[Supplied data]
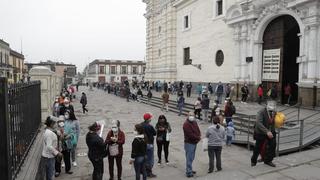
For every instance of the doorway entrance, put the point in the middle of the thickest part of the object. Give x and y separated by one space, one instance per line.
281 36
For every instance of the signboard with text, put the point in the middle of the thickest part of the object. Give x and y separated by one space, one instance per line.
271 65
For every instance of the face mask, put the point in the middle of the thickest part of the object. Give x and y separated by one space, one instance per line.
191 118
114 129
61 124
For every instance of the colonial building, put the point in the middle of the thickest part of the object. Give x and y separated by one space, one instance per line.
273 42
115 71
16 60
6 69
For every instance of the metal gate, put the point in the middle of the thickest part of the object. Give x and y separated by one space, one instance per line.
20 119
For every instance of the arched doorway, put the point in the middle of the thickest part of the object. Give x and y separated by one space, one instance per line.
280 51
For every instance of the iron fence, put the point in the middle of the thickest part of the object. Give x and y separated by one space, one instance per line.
20 113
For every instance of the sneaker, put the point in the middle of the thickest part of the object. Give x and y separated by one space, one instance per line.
74 164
[/Supplied data]
Leaving out every line before the one with "For every instance of the metal", print the rest of the listing above exactly, through its final line.

◆ **Written response**
For every instance of the metal gate, put the point in the middle of the thickest part of the object. Give x and y separated by one space, one instance per line.
20 119
For every instance of the arched doorway, put the point in the middle of the thickest part of the object. Give x and y separated by one space, one instance per line.
280 51
For every instance of the iron fence, put the point in the middle of the thickest part of the object. Give x and y separated by one space, one instance per line.
20 113
For every instance of the sneaker, put the point in the middle of the thickest part of the object. Give x and y separated by one space, one instance per line.
74 164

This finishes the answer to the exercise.